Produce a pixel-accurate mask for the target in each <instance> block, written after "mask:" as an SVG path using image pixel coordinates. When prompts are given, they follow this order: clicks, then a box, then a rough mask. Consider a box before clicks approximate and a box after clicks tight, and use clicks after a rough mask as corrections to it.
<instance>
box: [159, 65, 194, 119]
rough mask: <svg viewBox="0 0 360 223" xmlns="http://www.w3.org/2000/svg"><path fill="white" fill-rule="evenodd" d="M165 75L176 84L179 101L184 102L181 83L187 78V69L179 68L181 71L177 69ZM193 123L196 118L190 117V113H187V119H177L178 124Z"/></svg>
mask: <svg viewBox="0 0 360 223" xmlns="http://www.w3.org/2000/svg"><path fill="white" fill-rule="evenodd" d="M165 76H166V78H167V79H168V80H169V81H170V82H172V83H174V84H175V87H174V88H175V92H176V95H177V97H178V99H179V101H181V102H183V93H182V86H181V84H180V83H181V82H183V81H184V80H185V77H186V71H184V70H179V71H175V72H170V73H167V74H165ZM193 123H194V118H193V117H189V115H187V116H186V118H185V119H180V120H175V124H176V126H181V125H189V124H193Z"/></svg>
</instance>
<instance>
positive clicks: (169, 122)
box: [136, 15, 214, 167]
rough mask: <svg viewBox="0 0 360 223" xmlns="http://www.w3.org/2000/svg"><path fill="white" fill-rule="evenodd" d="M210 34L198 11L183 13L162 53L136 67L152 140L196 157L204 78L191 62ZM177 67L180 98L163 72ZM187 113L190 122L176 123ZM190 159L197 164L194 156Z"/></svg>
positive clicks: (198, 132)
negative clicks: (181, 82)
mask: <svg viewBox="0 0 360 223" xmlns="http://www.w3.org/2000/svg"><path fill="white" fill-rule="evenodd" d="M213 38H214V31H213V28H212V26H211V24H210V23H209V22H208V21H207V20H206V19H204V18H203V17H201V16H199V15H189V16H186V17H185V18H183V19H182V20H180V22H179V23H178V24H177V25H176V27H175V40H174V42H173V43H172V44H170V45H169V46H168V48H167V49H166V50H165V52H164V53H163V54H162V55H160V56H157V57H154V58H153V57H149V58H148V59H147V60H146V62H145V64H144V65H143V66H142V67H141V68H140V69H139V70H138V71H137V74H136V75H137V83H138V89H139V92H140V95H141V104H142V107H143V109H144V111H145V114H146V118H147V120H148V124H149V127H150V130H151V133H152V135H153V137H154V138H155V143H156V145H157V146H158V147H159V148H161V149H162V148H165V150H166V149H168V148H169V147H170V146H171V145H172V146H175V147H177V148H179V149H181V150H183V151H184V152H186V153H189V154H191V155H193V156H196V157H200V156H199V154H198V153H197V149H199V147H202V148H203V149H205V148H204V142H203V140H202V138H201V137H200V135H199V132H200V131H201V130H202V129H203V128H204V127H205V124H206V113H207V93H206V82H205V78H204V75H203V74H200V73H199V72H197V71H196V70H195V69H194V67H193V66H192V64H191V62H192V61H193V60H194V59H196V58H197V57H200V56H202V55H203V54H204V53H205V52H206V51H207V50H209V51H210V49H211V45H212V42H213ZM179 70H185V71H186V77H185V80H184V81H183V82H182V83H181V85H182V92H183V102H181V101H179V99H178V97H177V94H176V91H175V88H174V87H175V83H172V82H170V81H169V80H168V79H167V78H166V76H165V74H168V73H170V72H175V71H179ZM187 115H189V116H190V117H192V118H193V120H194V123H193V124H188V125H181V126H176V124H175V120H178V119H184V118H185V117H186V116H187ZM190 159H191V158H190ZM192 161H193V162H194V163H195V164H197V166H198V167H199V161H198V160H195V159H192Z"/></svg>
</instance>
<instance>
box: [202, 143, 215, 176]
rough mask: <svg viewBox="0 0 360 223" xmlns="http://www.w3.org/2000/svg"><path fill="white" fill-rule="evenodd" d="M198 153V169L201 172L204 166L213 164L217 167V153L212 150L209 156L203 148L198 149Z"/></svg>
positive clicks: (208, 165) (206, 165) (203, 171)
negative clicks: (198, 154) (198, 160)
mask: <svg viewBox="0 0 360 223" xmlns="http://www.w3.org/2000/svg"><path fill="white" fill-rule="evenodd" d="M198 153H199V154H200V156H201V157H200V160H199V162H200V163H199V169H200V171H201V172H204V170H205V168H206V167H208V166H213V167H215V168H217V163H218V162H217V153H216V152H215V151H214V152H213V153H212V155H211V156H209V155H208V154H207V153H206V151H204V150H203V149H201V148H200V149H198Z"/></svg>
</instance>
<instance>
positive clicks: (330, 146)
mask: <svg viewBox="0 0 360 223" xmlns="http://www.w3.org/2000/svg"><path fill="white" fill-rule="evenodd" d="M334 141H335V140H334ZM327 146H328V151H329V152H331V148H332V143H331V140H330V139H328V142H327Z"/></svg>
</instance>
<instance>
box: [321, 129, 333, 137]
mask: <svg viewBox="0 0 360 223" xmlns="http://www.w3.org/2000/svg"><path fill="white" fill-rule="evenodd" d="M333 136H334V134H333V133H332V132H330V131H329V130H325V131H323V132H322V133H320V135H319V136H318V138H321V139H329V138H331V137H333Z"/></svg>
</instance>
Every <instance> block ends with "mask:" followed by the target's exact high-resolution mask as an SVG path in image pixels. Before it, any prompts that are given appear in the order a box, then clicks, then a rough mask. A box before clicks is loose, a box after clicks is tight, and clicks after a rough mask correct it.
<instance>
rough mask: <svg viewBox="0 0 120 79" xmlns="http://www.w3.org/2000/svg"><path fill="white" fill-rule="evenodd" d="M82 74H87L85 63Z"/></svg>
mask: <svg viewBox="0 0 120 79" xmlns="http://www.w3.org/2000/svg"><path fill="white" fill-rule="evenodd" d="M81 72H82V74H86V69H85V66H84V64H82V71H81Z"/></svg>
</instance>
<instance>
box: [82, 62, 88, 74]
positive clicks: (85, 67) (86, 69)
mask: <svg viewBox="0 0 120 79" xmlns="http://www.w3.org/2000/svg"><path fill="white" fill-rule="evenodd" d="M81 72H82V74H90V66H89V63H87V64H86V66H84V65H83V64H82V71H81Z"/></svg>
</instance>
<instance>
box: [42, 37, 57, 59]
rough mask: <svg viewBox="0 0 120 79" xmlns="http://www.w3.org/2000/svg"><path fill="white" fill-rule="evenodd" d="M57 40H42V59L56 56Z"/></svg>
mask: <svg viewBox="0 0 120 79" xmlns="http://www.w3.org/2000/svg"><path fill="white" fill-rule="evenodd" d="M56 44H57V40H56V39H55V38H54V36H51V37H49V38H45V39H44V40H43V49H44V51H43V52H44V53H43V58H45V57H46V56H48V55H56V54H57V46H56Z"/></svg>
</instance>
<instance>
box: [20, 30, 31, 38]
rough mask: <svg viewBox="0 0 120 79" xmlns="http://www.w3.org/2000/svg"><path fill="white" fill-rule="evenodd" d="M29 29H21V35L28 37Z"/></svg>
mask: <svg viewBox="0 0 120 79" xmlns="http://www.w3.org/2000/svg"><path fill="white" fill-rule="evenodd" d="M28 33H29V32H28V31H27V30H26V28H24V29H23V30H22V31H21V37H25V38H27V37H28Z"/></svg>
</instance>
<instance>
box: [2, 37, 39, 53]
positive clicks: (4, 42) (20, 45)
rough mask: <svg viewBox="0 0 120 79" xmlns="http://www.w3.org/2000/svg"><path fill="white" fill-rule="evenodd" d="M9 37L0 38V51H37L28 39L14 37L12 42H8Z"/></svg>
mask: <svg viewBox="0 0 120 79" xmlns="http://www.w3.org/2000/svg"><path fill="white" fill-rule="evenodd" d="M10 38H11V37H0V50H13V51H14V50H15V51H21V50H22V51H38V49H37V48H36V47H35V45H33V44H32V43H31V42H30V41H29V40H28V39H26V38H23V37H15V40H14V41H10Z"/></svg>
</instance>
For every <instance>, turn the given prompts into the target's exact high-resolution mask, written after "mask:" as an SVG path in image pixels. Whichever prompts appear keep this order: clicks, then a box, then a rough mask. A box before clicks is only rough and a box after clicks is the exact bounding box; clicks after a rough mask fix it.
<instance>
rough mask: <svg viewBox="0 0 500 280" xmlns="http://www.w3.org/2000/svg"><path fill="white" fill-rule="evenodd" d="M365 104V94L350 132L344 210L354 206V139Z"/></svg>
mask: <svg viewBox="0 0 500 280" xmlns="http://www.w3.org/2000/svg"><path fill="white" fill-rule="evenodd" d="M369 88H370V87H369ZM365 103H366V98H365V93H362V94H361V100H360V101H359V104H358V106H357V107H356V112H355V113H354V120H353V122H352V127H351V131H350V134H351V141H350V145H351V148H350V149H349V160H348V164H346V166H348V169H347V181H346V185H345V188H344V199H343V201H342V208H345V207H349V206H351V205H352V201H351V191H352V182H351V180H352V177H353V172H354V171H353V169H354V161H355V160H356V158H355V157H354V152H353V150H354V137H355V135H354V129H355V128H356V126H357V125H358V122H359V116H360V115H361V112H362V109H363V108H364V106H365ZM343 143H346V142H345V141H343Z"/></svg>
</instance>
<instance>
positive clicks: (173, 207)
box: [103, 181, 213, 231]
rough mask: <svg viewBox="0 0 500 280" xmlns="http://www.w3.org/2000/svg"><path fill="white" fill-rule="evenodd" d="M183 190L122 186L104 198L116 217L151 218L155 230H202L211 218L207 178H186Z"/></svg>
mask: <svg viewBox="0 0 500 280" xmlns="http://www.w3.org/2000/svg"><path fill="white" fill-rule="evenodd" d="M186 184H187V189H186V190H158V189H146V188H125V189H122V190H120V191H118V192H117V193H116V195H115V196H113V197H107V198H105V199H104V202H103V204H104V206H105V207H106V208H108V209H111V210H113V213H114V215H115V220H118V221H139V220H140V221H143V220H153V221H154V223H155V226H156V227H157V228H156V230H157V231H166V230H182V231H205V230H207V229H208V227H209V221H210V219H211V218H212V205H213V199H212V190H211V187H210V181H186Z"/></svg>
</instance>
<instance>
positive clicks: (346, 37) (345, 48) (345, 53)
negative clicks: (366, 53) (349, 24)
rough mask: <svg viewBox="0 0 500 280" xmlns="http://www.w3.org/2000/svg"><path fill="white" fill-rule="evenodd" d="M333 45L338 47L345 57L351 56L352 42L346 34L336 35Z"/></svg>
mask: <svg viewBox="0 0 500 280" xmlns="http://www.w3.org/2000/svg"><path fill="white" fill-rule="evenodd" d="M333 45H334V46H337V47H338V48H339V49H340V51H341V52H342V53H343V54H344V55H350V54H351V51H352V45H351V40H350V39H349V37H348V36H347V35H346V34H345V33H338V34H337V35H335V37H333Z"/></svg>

— AIM OF THE TASK —
What you give back should be exactly the lines of the data above from the line with "positive clicks: (169, 122)" through the line with "positive clicks: (198, 132)", both of those included, and nothing more.

— ANSWER SECTION —
positive clicks: (169, 122)
box: [136, 15, 214, 167]
rough mask: <svg viewBox="0 0 360 223" xmlns="http://www.w3.org/2000/svg"><path fill="white" fill-rule="evenodd" d="M210 34L198 11L183 13L162 53L136 67L152 140L196 157L204 78L191 62ZM177 67L180 98L163 72ZM187 113L190 122L176 123ZM190 159L197 164L194 156Z"/></svg>
positive clicks: (198, 132)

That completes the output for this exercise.